Bu sefer bakıma maşamdan başladım. Maşamın üstünde ki toz lastiklerini açtım. Bu nikelajlı kısmın her zaman temiz ve tozdan arınmış olmasına dikkat ediniz. Bu lastikleri çok sık açmanıza gerek yok, ama büyük bakımlarda açıp içlerini temizlemeniz ve kapatırken tam çalışma yerine, çok az kaliteli bir yağ damlatmanız, bu tip maşalar için iyi olacaktır. Sakın bisikletin hiçbir yerinde, gereğinden fazla yağ kullanmayınız. Bu faydadan çok zarar verir. Temizliği yaptıktan sonra bu lastikleri iyice yerlerine döndürerek oturunuz. Bu lastikler toz ve pisliğin içeri girmesini önlemek için buraya takılmışlardır. Lastikler kapandıktan sonra temiz bir bezle fazla yağı alıp nikelajlı kısmı tertemiz yapın. Benim sıramda pedal sıkılığı kontrolü var. Pedallarınız gevşediği ve fark etmediğiniz anda da, krank kolunun dişlilerinin yalama olacağını hep bilin. Bu pedalların biri ters, biri düz sıkılır onun için aslında bu pedal sıkma işinin yönünü bilemiyorsanız, bisikletçi önünden geçerken bisikletçinize sıktırınız.

Resimde alyan anahtarımı, ayna kolun oraya taktım, ama hiçbir zaman bu alyan anahtarının gücü burayı sıkmaya yetmez. Burayı ancak yolda çok gevşediği anda sıkmak için bu alyan anahtarını kullanın. Burayı da bisikletçinize sıktırın. Resimde alyan anahtarımın takılı olduğu yer vites kulağının kadroya bağlı olduğu yerdir. Burası aleminyum bir parçaya vidalandığı için sakın burada güç denemeyin. Ama şimdi elinize bir alyan anahtarı alıp, hele bisikletiniz yeni ise, burayı kesinlikle sıkın derim. Yeni alınan bisikletlerde, bu kadro kulak bağlantısı çok gevşek oluyor ve her hafta sıkılığını kontrol edin 3 kereden sonra artık gevşeme yapmıyor. Sakın aşırı güçle de sıkmayın yalama etmeyin.

(Adlandırılmış nesne işaretleme kayıtları)
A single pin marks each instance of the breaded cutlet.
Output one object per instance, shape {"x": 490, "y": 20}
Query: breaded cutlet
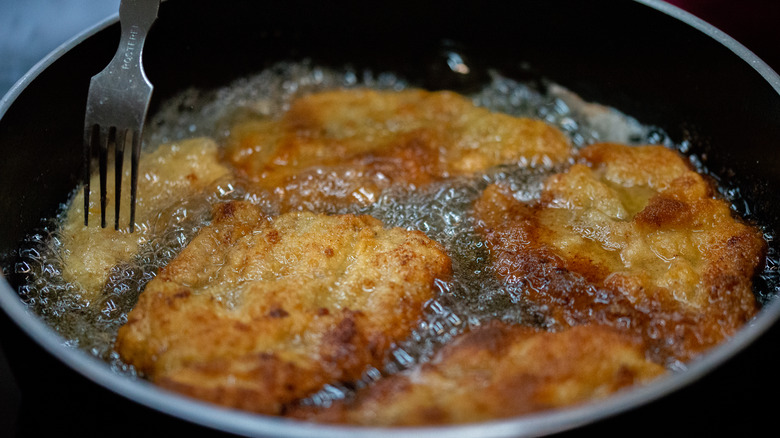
{"x": 259, "y": 311}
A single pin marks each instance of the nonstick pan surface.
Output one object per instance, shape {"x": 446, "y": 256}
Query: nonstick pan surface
{"x": 651, "y": 61}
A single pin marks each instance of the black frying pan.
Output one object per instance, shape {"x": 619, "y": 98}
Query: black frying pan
{"x": 649, "y": 60}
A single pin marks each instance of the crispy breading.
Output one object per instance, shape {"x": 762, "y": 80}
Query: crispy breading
{"x": 499, "y": 371}
{"x": 345, "y": 146}
{"x": 259, "y": 311}
{"x": 631, "y": 237}
{"x": 171, "y": 173}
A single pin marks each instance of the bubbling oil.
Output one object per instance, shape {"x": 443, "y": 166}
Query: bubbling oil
{"x": 440, "y": 210}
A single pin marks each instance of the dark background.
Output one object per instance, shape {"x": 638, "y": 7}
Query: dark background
{"x": 30, "y": 29}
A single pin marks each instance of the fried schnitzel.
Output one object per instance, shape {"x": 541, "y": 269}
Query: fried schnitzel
{"x": 259, "y": 311}
{"x": 170, "y": 174}
{"x": 499, "y": 371}
{"x": 631, "y": 237}
{"x": 344, "y": 147}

_Alıştırma görevi A_: Lütfen kayıtlarda "A single pin marks each instance of the fried" ifadesinin geçtiği satırdan başlayıp kayıtların sonuna kadar uzanan satırları numaralı bir liste hâlinde yazın. Başlangıç satırı da listeye girsin, boş satırlar atlansın.
_Alıştırma görevi B_: Bisiklet bakımını anlatan metni kaldığı yerden devam ettirin.

_Doğru cevap A_:
1. A single pin marks each instance of the fried schnitzel.
2. Output one object per instance, shape {"x": 541, "y": 269}
3. Query: fried schnitzel
4. {"x": 259, "y": 311}
5. {"x": 170, "y": 174}
6. {"x": 499, "y": 371}
7. {"x": 631, "y": 237}
8. {"x": 344, "y": 147}

_Doğru cevap B_:
Alyan anahtarımla bu sefer tam basmayan pabuçlarımı gevşetip cant yüzeyine düzgün basmasını sağlıyorum. Her dört pabucu da aynı şekilde canta tam basacak şekilde ayarlıyorum. Yeni bisikletlerde zaman içinde, fren telleri bollanır. Bu bollukları zamanla önde, fren elciklerinde bulunan gümüş renkli veya siyah renkli vidalarla gerginliğini ayarlarız. Ama bir müddet sonra gerecek yer kalmayınca bu resimdeki yerden teli yeniden gereriz. Tabi burayı sökmeden önce fren elciklerinde bulunan vidayı da sona kadar indirmeyi unutmayın. Sonra pabuçların arasında canta deymeyecek şekilde teli gerdirip, burayı alyan anahtarıyla sıkın. Freni kontrol edin çok az bir boşluk varsa, gerekirse fren elciklerinin ordan ayarlayın. Arka fren elinizin ayarına göre sıkma pozisyonu 4 de 3 oranında, elcik ayarında olması iyi olur. Ama ön freni mümkün olduğunca 4 de 1 ayarına getirin ani frenlemelerde ön frenin kilitlenip takla atmanızı bir nebze önlemiş olursunuz. (Takla atan bilir, benim gibi.)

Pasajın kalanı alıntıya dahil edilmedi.